[[ PROVIDED RECORDS, beginning ]]
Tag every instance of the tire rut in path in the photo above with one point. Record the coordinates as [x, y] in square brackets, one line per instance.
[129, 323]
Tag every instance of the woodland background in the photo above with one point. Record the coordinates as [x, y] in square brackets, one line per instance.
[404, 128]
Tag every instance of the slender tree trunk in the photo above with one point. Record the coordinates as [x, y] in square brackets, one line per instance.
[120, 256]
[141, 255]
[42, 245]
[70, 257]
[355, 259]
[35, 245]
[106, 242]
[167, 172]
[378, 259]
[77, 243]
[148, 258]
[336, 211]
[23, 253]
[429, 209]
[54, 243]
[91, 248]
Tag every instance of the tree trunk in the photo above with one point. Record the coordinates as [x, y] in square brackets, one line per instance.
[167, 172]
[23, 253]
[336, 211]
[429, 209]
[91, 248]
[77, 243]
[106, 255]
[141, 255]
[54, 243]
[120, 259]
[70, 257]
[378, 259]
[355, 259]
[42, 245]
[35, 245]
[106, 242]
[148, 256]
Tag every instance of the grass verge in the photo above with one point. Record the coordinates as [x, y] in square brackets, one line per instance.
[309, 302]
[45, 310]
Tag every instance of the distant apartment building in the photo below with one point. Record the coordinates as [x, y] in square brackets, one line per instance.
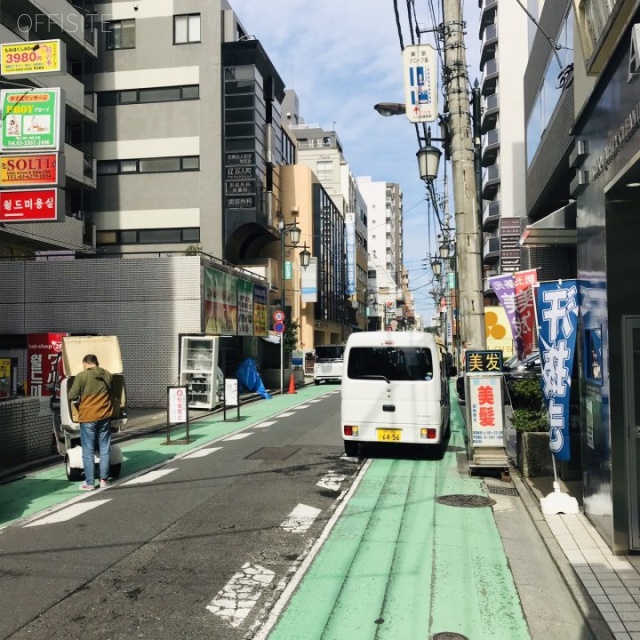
[503, 58]
[384, 239]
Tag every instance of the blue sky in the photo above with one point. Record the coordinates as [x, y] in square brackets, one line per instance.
[342, 57]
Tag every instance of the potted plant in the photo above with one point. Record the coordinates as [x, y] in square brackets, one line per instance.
[529, 419]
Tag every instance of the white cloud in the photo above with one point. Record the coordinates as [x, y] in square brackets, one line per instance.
[342, 57]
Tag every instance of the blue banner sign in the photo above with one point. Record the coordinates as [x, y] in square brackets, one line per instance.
[557, 311]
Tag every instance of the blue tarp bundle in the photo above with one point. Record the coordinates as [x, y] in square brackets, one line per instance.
[250, 379]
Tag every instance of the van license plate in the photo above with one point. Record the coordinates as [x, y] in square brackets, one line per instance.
[389, 435]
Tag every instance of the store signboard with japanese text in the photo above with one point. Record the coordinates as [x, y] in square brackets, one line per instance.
[420, 82]
[350, 239]
[557, 308]
[220, 302]
[486, 409]
[34, 205]
[43, 350]
[260, 310]
[31, 170]
[32, 119]
[22, 59]
[245, 308]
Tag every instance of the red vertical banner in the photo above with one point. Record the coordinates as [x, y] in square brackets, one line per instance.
[43, 350]
[525, 307]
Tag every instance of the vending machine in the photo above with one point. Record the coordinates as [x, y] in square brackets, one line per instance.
[198, 366]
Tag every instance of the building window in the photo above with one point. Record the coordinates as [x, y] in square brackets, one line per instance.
[121, 34]
[143, 96]
[149, 165]
[186, 28]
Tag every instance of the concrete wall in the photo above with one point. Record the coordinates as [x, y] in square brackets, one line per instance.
[26, 432]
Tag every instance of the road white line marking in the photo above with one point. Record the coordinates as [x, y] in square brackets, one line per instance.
[300, 519]
[201, 453]
[331, 481]
[67, 514]
[149, 477]
[262, 627]
[236, 599]
[263, 425]
[237, 436]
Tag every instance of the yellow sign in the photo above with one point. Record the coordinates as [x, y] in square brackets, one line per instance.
[28, 58]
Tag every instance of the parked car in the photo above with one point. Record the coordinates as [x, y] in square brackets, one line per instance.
[518, 369]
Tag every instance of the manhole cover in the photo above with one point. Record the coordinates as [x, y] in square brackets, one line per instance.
[460, 500]
[503, 491]
[273, 453]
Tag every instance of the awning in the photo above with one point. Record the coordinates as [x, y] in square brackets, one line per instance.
[559, 227]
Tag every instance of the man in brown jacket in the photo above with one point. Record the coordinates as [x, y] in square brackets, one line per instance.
[92, 387]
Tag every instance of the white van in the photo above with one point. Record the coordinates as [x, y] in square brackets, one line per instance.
[65, 414]
[328, 363]
[395, 388]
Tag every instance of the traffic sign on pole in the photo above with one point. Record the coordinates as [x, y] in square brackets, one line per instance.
[420, 83]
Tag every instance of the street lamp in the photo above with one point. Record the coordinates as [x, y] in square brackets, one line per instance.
[294, 232]
[428, 160]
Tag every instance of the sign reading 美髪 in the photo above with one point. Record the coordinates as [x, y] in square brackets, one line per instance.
[32, 119]
[21, 59]
[29, 170]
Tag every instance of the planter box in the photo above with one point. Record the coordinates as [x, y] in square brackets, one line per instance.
[534, 456]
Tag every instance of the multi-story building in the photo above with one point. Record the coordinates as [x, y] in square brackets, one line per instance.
[384, 239]
[503, 58]
[322, 151]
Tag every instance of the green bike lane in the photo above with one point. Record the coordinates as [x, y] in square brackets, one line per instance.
[397, 564]
[40, 490]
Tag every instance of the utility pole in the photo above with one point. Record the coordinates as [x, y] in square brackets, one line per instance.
[468, 231]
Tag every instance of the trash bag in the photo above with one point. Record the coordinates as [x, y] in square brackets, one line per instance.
[250, 379]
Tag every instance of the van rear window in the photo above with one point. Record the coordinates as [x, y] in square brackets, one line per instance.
[329, 352]
[391, 363]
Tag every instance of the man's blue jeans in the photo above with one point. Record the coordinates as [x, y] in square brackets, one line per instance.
[95, 436]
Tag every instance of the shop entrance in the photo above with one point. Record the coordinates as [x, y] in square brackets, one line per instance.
[631, 385]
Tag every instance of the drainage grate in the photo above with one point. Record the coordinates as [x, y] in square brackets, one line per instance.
[461, 500]
[503, 491]
[273, 453]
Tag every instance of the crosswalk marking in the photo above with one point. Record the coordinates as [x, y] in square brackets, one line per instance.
[201, 453]
[63, 515]
[263, 425]
[300, 519]
[238, 436]
[149, 477]
[236, 599]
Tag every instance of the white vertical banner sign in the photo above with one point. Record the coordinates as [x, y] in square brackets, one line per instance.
[420, 83]
[309, 282]
[350, 238]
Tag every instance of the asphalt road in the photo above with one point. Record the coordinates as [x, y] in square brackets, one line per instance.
[197, 548]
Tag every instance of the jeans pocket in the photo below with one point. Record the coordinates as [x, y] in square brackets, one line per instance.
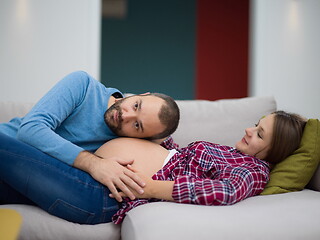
[70, 213]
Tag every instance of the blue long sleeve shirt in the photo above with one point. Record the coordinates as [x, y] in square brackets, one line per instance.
[67, 120]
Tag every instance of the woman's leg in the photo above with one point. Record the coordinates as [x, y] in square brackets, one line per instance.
[54, 186]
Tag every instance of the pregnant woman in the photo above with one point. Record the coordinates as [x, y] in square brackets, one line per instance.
[201, 173]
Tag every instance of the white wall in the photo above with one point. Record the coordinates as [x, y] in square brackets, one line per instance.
[286, 54]
[43, 40]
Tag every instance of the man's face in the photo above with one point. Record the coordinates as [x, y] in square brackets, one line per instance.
[135, 116]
[[ PROVIDED RECORDS, end ]]
*TASK REQUIREMENTS*:
Set down every entry above exactly as written, but skip the pictures.

*COMPLETED TASK*:
Tag every instance of the tire rut in path in the photo above with one point. Record the coordinates as [x, y] in square brackets, one line per instance.
[129, 323]
Tag every instance of the woodland background in the photo above with one point. Record the coordinates as [x, y] in square brackets, one line per instance.
[404, 128]
Tag every instance of the slender tree trunk in the photo above with one point. Record the coordinates as [x, y] in square brackets, one line per instance.
[120, 256]
[141, 255]
[42, 245]
[70, 257]
[355, 259]
[35, 245]
[106, 242]
[167, 172]
[378, 259]
[77, 243]
[148, 258]
[336, 211]
[23, 253]
[429, 209]
[54, 243]
[91, 248]
Tag every instance of the tree trunk in the photo above with one point. Record the coordinates as [x, y] in square brackets, one line per instance.
[167, 172]
[23, 253]
[336, 211]
[429, 209]
[91, 248]
[77, 243]
[106, 255]
[141, 255]
[54, 243]
[120, 259]
[70, 257]
[378, 259]
[355, 259]
[42, 245]
[35, 245]
[106, 242]
[148, 256]
Tag every instance of the grass verge in the photo above with one point. Record the coordinates as [x, y] in square brackets, one line per instance.
[309, 302]
[45, 310]
Tag every instance of the distant apartment building in the photo below with one point. Record the coordinates as [x, y] in square brackets, one line per instance.
[503, 58]
[384, 239]
Tag every instance of the blue sky in the photo above with one point. Record the coordinates as [x, y] in square brackets, one line per instance.
[342, 57]
Tag every instance of the potted plant in the photo above with one point. Record the coordinates as [x, y] in square brackets, one line per instance.
[529, 419]
Tag every instance of the white cloud in the photo above with one point. Record the coordinates as [x, y] in square brackets, one line per instance.
[342, 57]
Tag every instance of the blue banner sign in the photo above with one point. Record the coordinates as [x, y] in square brackets, one line per instance.
[557, 311]
Tag every instance of the blue tarp bundle in the photo above with one point. Record the coordinates as [x, y] in square brackets, one line per instance.
[250, 379]
Tag every instance of the van license plate in the photo above with one point. Record the coordinates as [x, y] in square brackets, one line per instance.
[389, 435]
Tag every instance of the store signboard with japanese text in the photo above with one point. Record the coordinates as [x, y] in square brackets, one line per instance.
[420, 82]
[350, 239]
[557, 308]
[220, 302]
[486, 409]
[34, 205]
[43, 350]
[260, 310]
[31, 170]
[32, 119]
[22, 59]
[245, 308]
Tag every instance of the red vertical banner in the photo above with one point. Record the coordinates as [x, y] in square brackets, one line per instance.
[43, 350]
[525, 307]
Tag every instance of the vending machine in the photo above with one point. Record the coordinates as [x, y] in square brackets, one line per instance.
[198, 366]
Tag every instance of the building window in the photo above with one point. Record the coordinates as [x, y] in square brackets, one line per instance.
[121, 34]
[143, 96]
[149, 165]
[186, 28]
Tag every instance of the concrete wall in the photo above with one point. Record the coordinates as [x, y] in square brackets, one line per instance.
[26, 432]
Tag every instance of the road white line marking in the photo above with one point. Record the coordinates as [x, y] in square brackets, one line per instance.
[300, 519]
[201, 453]
[331, 481]
[67, 514]
[149, 477]
[262, 627]
[236, 599]
[263, 425]
[237, 436]
Tag every instance of the yellow sign in the photo above with one point. Record the coordinates as [x, y] in square brackets, one line per instance.
[28, 58]
Tag every instance of the parked car in the photo above with one point. Record the coordinates as [x, y] in square brackets, one line per instance.
[518, 369]
Tag every instance of the manhole cover in the photo above with one point. Record the coordinates as [x, y] in square brackets, one line per instance.
[460, 500]
[503, 491]
[273, 453]
Tag every instance of the awning in the photo above with one point. Record the coordinates as [x, y] in square brackets, one line per instance.
[559, 227]
Tag every instance of the man in brown jacket in the photo above with one point. Record the coordinates as [x, y] in square brackets, one line per instance.
[92, 387]
Tag every instance of the white van in the photo above with one point. Record the coordinates as [x, y] in square brackets, one line per instance.
[65, 414]
[328, 363]
[395, 388]
Tag every instance of the traffic sign on pole in the photo above with one point. Record the coordinates as [x, y] in square brackets, one line per instance.
[420, 83]
Tag every instance of the street lamp in the photo above with one point. Record the coordinates as [x, y] in square brackets, one line per instance.
[294, 232]
[428, 160]
Tag every instance of the sign reading 美髪 in the photo above with one point. Record the coordinates as [x, y] in square brackets, one line per instance.
[32, 119]
[21, 59]
[29, 170]
Tag every instance of the planter box in the photo above with one point. Record the coordinates as [x, y] in square brackets, one line per instance.
[534, 456]
Tag every instance of the multi-story building in the photo above with one point. Record the coordinates as [x, y] in square brackets, one line per instance.
[384, 239]
[503, 58]
[322, 151]
Tag every instance of the green bike lane in the photo above with one point. Record the coordinates as [x, y] in square brackets, one line per instance.
[397, 564]
[40, 490]
Tag every instance of the utility pole in the photo above with one point. Record the coordinates as [x, y] in square brackets, one line per instance.
[468, 231]
Tag every instance of the trash bag in the photo above with one point. Record the coordinates as [x, y] in square brackets, one line per instance.
[250, 379]
Tag every instance of the van rear window in the photo above with one point. Record the coordinates as [x, y] in square brackets, one line per instance.
[329, 352]
[391, 363]
Tag every instance of the man's blue jeans in the photo above with one point. Record the coordinates as [x, y] in square brackets, one line per instance.
[95, 436]
Tag every instance of the shop entrance in the photo above with one point. Record the coordinates as [x, y] in square brackets, one line per instance.
[631, 385]
Tag every instance of the drainage grate in the photo above with one point. Record the coordinates as [x, y] in square brackets, one line per instance.
[461, 500]
[503, 491]
[273, 453]
Tag every instance of the crosswalk marking in the photo above with one point. Record the coordinates as [x, y] in square brackets, one line per instance.
[201, 453]
[63, 515]
[263, 425]
[300, 519]
[238, 436]
[149, 477]
[236, 599]
Tag every instance of the white vertical banner sign in the photo above with one point. Record the coordinates as [x, y] in square brackets, one line per instance.
[420, 83]
[309, 282]
[350, 238]
Tag every instance of the asphalt road in the photo above with one point. Record the coordinates as [x, y] in square brackets, one line per instance.
[197, 548]
Tag every instance of the jeans pocket in the photo below with one point. Record the coordinates as [x, y] in square brackets, one line per instance.
[70, 213]
Tag every instance of the blue long sleeve shirt in the photo above with one point. Record the coordinates as [x, y] in square brackets, one line per instance.
[67, 120]
Tag every instance of the woman's leg in the photo above with one point. Record the coordinates as [x, y] in square brackets, one line per instance.
[54, 186]
Tag every instance of the pregnant woman in the photo above with one point. Record the coordinates as [x, y] in square brackets, one line per instance.
[201, 173]
Tag every instance of the white wall in the photo above with one point. Record the coordinates as [x, y] in square brackets, one line per instance.
[286, 54]
[43, 40]
Tag every instance of the man's face in the photo above with one point. Record the coordinates as [x, y] in square brackets, one line per instance.
[135, 116]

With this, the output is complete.